MATERIAL FOR THIS TASK:
■ ■ ■ ■ ■
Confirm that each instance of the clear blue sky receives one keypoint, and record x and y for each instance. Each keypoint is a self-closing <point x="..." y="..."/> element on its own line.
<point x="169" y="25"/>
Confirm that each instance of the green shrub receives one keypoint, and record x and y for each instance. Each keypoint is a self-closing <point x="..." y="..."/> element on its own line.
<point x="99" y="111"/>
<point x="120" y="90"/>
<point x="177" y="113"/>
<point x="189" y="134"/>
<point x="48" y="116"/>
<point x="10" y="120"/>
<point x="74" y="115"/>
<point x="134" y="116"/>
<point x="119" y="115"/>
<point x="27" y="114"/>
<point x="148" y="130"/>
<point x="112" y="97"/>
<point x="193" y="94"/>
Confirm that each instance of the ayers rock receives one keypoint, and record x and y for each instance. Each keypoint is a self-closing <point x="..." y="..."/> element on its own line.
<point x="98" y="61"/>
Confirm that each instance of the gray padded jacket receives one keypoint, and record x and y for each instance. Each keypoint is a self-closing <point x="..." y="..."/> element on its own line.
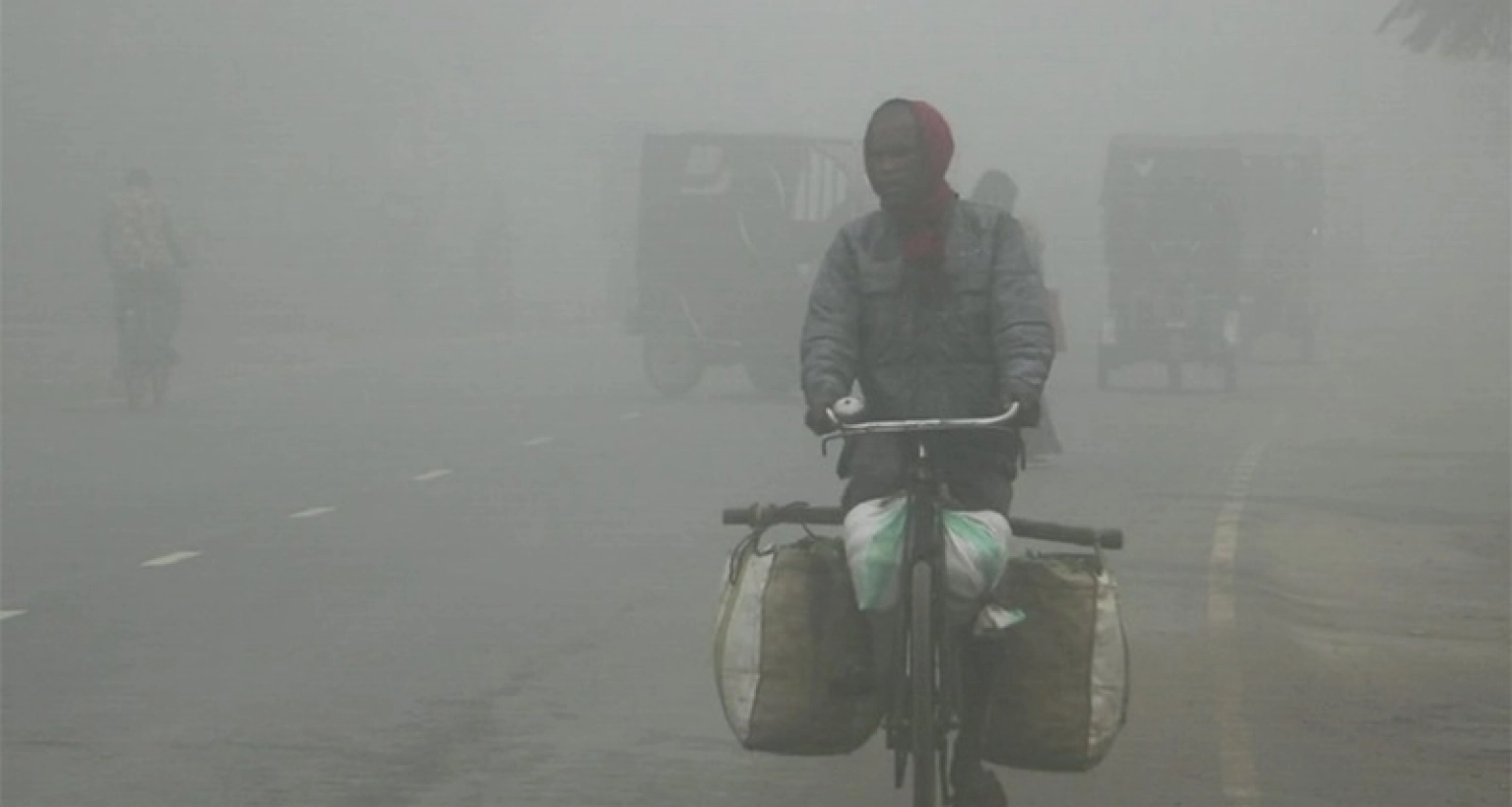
■ ■ ■ ■ ■
PROBLEM REQUIREMENTS:
Render the lines from the one containing "Confirm that each instance of the ayers" through the end of the entries as a JSON list of strings, one string per line and with blank lines omitted. Leave the pictures out of the answer.

WRITTEN SOLUTION:
[
  "Confirm that each instance of the ayers rock receives one keypoint, and record x and y for each instance. Each keypoint is a self-closing <point x=\"...\" y=\"...\"/> element on its own line.",
  "<point x=\"98\" y=\"61\"/>",
  "Confirm that each instance of the gray padded jacket receives one keypoint, and record x and y for each instance. Each keypoint is a self-closing <point x=\"...\" y=\"...\"/> element on its own line."
]